Goodbye, George. I won’t miss you. I won’t weep at your passing.

Goodbye, George. You represented the worst in us. You pretended your faith was your wisdom, when you had neither. You pandered to your base of religious misanthropics. You pandered to animal fears that fester deep in our society.

Goodbye, George. And to all your bastard handlers, too, Cheney and Rummy and Rove. Goodbye all you Nixonites, still skulking around in the system. You should have been purged 30 years ago. But today, we show you the door.

Goodbye, George. Although you pass into historical footnotes, we still pay the price of your idiocy. Tomorrow, we shall have to face the enormous task of cleaning up after your destruction. And tomorrow we shall, never shrinking from our duty, but today we celebrate the end of your madness.

Goodbye, George. Your only mistake, in your own words, was appointing the wrong people. Can you imagine the hubris? Our only mistake was pretending, wishing, hoping, despite the enormity of the evidence, that you would rise into the honorable position of Leader of the Free World.

Goodbye, George. And to those that spun us ’round. Goodbye Condi Rice. Goodbye Tom Ridge. Goodbye Tommy Thompson. Goodbye Andy Card. Goodbye Scott McClelland. Goodbye John Ashcroft. You all failed us in innumerable ways.

Goodbye, George. The world is safer without you.

__DIRECTIONS__:
- 1) Answer these questions using the farewell text to George:
(a) How many years ago should the Nixonites have been purged?
(b) In George's own words, what was his only mistake?
(c) What does the last line say about the world without George?
- 2) Translate this sentence from the farewell text to George into Spanish: "The world is safer without you."
- 3) Decide whether each statement agrees with the farewell text to George. Answer yes or no, and quote the words from the text that decide it.
(a) The writer will weep at George's passing.
(b) Tom Ridge is named among those the writer says goodbye to.
(c) The cleanup after George's destruction is to be faced today.

__ENTRIES SUPPLIED__:
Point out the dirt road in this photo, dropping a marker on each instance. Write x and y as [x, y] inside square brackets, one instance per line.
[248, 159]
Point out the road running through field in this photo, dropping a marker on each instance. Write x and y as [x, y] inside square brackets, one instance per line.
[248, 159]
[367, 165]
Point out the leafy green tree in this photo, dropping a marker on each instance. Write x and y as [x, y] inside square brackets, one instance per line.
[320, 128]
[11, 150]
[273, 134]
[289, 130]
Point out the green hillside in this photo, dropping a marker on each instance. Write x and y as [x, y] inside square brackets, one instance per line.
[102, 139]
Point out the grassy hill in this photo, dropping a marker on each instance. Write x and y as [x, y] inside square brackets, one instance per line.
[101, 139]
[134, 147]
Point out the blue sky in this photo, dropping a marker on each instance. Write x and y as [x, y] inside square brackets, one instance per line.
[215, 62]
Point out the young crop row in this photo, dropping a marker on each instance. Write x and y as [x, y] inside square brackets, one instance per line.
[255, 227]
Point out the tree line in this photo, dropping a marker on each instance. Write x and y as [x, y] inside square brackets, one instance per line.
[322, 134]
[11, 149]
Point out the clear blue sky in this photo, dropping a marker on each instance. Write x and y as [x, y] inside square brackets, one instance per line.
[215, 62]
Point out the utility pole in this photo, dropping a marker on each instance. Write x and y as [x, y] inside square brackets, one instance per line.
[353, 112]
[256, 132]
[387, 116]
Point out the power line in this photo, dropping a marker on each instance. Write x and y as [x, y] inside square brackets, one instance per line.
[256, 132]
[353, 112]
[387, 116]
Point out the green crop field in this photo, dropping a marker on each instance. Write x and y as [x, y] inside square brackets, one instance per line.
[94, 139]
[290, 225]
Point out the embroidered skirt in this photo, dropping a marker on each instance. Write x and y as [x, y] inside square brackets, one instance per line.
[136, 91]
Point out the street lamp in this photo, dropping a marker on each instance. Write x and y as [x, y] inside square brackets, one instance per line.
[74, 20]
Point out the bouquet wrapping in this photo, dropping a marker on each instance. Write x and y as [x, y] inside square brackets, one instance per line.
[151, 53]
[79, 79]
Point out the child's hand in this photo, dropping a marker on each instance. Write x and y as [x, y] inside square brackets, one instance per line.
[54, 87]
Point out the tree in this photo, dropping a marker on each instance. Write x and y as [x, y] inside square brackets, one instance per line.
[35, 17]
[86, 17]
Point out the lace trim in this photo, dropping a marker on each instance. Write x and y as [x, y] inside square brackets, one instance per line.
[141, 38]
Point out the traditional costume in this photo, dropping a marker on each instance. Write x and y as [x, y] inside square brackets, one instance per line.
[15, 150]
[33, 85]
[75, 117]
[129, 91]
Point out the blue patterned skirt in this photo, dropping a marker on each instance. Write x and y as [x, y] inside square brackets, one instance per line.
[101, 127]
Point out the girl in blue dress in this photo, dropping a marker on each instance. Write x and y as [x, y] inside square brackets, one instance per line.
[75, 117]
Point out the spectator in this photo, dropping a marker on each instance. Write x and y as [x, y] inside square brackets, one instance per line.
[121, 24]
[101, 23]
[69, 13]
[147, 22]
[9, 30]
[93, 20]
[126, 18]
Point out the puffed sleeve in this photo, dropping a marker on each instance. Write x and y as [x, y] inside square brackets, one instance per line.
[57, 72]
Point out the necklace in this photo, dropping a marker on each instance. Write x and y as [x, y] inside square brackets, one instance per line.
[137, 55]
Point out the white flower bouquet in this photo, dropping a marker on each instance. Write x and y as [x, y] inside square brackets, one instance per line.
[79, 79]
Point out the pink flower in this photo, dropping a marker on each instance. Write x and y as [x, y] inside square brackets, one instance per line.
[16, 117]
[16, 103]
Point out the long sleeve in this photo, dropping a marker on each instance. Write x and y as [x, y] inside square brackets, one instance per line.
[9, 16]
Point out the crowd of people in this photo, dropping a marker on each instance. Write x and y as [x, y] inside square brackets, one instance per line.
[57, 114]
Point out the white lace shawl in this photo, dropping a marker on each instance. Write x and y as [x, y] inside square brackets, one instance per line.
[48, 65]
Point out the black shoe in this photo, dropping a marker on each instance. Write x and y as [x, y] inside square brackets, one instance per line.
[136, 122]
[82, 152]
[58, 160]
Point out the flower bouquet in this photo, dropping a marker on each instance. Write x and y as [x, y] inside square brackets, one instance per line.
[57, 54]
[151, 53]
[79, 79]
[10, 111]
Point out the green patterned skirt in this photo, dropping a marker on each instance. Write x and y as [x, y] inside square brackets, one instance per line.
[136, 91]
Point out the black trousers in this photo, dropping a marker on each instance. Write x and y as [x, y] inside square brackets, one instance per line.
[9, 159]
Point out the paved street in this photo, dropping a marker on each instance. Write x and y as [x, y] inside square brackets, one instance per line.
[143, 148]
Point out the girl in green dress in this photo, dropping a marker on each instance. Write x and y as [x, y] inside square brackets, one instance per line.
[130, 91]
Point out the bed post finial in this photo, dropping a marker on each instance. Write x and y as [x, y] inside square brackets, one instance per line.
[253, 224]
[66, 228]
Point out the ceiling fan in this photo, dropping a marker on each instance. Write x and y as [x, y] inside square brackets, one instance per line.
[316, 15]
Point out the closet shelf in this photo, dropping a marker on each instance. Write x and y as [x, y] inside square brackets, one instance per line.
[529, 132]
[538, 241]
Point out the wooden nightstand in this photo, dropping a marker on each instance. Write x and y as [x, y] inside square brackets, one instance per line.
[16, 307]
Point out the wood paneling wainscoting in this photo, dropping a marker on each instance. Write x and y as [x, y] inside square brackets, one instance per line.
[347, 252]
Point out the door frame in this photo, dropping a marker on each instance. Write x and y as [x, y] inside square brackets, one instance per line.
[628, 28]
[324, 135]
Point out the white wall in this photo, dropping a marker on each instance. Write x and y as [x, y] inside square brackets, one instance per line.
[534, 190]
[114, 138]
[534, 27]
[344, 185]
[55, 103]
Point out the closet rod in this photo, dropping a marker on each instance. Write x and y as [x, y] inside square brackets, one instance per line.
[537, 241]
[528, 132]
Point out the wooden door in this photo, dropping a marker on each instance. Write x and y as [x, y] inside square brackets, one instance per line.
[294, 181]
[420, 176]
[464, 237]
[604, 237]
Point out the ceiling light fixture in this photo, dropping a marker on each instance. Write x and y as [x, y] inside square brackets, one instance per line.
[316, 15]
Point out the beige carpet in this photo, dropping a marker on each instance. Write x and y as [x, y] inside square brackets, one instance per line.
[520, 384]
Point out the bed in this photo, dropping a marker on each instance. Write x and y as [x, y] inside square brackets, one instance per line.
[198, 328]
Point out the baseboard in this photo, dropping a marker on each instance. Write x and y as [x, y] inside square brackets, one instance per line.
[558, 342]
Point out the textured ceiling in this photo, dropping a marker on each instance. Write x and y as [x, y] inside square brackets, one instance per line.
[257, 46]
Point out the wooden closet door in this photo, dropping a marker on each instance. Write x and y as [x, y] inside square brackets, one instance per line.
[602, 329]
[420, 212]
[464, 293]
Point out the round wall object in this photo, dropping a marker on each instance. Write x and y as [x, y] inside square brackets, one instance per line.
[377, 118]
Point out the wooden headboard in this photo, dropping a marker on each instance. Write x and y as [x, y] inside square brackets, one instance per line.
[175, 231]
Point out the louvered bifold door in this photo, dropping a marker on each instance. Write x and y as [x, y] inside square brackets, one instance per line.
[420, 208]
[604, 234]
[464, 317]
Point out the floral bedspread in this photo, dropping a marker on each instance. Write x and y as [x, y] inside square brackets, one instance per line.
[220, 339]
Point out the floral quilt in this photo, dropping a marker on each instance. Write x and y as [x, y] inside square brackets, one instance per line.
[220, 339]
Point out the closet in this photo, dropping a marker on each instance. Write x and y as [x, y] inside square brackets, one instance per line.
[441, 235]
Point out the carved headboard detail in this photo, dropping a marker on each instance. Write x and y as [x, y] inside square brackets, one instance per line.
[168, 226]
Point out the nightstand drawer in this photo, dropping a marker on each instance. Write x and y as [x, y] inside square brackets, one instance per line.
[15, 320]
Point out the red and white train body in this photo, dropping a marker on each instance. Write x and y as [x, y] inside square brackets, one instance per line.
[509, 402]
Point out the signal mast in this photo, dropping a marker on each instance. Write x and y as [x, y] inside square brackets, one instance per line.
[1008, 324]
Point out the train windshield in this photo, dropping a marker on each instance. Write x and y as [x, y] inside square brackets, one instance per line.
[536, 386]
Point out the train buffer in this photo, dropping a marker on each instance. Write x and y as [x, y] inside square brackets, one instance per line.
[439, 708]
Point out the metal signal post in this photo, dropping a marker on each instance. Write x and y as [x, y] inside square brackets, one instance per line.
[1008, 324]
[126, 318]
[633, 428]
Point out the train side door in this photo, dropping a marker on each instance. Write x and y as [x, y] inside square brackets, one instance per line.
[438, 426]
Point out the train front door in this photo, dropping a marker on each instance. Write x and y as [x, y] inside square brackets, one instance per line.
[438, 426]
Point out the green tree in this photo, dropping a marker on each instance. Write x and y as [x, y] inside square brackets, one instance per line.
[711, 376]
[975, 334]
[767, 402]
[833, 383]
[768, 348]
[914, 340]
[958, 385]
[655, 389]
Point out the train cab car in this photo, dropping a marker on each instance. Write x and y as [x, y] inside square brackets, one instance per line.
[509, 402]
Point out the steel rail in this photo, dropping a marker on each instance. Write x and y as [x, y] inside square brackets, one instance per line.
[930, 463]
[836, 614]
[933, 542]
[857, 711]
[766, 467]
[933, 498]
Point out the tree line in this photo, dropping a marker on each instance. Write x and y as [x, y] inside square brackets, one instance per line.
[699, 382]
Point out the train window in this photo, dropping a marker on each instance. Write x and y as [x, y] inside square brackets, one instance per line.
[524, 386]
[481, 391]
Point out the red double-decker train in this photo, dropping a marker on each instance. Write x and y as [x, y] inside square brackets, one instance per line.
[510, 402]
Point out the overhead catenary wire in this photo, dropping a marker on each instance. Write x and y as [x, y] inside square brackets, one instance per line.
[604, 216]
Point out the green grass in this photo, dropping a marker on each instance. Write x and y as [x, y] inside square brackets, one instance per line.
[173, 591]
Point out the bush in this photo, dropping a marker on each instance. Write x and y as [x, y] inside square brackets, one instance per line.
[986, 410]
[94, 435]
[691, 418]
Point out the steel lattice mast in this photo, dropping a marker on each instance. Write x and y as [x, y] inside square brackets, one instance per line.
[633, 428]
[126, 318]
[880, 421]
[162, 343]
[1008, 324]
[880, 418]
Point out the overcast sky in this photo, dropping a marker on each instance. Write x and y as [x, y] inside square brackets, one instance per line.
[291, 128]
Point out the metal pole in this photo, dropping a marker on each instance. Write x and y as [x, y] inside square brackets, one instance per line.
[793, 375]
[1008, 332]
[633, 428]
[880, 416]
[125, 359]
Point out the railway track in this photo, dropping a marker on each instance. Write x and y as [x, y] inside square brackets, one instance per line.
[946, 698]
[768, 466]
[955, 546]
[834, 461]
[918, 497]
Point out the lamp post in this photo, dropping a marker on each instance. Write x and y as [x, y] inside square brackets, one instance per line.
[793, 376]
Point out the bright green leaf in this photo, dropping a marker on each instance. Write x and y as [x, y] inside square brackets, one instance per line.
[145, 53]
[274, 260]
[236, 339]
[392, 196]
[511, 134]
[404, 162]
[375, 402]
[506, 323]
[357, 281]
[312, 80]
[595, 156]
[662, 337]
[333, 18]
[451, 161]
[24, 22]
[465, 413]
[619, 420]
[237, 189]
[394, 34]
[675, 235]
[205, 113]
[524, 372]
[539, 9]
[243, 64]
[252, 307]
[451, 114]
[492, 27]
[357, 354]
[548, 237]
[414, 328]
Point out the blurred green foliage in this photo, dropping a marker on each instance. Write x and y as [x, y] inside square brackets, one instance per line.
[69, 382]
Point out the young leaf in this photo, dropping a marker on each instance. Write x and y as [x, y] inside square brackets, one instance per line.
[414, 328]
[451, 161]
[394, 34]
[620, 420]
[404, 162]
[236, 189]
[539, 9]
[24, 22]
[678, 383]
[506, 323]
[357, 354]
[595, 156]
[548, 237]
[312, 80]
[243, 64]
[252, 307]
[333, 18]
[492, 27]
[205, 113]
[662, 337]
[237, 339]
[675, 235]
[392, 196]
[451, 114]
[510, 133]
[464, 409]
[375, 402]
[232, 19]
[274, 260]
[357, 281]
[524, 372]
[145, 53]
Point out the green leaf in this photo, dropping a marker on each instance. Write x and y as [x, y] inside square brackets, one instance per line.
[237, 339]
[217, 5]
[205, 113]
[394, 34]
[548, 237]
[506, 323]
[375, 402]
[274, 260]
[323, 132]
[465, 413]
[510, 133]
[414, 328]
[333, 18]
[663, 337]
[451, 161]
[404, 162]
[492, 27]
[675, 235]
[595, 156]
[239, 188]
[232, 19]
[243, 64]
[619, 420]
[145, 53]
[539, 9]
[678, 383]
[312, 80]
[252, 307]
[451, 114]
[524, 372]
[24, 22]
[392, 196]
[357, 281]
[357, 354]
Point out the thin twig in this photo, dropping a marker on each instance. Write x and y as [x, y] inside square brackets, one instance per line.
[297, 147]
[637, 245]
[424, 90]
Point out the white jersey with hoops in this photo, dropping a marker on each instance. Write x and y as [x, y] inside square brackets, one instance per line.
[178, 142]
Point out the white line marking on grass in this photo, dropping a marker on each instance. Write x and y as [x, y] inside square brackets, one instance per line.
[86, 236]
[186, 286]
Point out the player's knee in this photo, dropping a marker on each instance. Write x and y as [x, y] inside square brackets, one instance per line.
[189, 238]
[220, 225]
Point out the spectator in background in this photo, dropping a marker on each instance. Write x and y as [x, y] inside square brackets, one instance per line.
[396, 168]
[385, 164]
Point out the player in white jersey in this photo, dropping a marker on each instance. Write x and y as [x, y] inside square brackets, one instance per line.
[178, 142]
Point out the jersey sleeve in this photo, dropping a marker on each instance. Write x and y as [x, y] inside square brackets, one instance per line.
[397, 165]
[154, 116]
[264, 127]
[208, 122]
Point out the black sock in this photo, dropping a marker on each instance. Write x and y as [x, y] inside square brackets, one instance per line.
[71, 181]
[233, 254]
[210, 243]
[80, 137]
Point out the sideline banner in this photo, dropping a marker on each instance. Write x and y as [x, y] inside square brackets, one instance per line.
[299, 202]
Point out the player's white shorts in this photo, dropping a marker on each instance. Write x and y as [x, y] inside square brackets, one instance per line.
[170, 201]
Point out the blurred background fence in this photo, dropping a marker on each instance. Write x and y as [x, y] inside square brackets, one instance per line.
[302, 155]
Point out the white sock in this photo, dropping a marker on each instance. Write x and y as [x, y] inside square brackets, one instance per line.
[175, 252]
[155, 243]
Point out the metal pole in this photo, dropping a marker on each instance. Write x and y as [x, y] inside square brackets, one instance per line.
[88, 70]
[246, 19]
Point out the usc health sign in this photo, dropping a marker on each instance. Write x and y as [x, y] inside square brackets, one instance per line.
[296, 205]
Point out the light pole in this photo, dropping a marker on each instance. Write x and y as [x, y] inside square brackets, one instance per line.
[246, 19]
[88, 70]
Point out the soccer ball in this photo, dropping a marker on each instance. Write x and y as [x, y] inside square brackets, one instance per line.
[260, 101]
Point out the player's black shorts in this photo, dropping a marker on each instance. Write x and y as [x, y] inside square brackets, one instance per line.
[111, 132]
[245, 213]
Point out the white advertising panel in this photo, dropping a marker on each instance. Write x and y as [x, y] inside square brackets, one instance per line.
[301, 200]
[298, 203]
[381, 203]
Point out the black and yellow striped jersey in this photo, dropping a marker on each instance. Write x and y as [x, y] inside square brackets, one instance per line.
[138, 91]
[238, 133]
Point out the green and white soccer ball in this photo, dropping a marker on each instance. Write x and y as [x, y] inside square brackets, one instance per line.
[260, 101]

__YOUR WRITTEN ANSWERS__:
- 1)
(a) 30 years ago.
(b) Appointing the wrong people.
(c) The world is safer without him.

- 2) El mundo es más seguro sin ti.

- 3)
(a) No: "I won’t weep at your passing."
(b) Yes: "Goodbye Tom Ridge."
(c) No: "Tomorrow, we shall have to face the enormous task of cleaning up after your destruction."